_Problems and tasks_:
1) Quote the post on the observer effect from "There is a similar" to "to good education.".
2) In the post on the observer effect, what is the main measure for GCSEs?

_Exercise text_:
──────────────────────────────

17 February 2008

The Observer Effect!

The Observer newspaper today leads on an article reporting the "scandal" (their term, not mine) of patients waiting in ambulances outside hospital accident and emergency (A & E) departments, in an effort to meet a government directive that all patients should be treated within four hours of admission. This is yet another example of the observer effect where observing or measuring something changes what is being observed. Failure to take into account the observer effect seems to be a common fault of organisations (and the British Government in particular) and is, I suspect, due to an unthinking adherence to the aphorism: "If you can't measure it, you can't manage it".

There is a similar situation in British schools where children now have a regular regime of testing at various ages. All schools know that they are judged on their test scores so will change the way they teach to try and improve their test scores. Anything that is not tested is likely to be given low priority or dropped altogether, and the net effect of this is that we are training kids to pass tests rather than educating them. The main measure for GCSEs (the school exam for 16-year olds in the UK) is the number of passes at grades A to C. One strategy to improve this is to target children predicted to get C or D grades, because the children in the top streams will get C or better without any extra help, and those in the bottom streams won't get a C whatever you do. This is a classic case of the observer effect and it does not lead to good education.

──────────────────────────────

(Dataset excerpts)
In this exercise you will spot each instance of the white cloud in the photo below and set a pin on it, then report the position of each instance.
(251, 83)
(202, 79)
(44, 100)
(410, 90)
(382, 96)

──────────────────────────────

_Written responses_:
1)
There is a similar situation in British schools where children now have a regular regime of testing at various ages. All schools know that they are judged on their test scores so will change the way they teach to try and improve their test scores. Anything that is not tested is likely to be given low priority or dropped altogether, and the net effect of this is that we are training kids to pass tests rather than educating them. The main measure for GCSEs (the school exam for 16-year olds in the UK) is the number of passes at grades A to C. One strategy to improve this is to target children predicted to get C or D grades, because the children in the top streams will get C or better without any extra help, and those in the bottom streams won't get a C whatever you do. This is a classic case of the observer effect and it does not lead to good education.

2) The number of passes at grades A to C.